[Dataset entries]
○ ○ ○ ○ ○

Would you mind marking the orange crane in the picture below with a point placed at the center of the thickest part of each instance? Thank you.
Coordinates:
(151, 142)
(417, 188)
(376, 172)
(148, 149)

○ ○ ○ ○ ○

(ASSIGNED TASK):
From the first line through the last, give the data above again exactly.

(TASK OUTPUT):
Would you mind marking the orange crane in the picture below with a point placed at the center of the thickest part of each instance? Thank you.
Coordinates:
(151, 142)
(417, 188)
(376, 172)
(148, 149)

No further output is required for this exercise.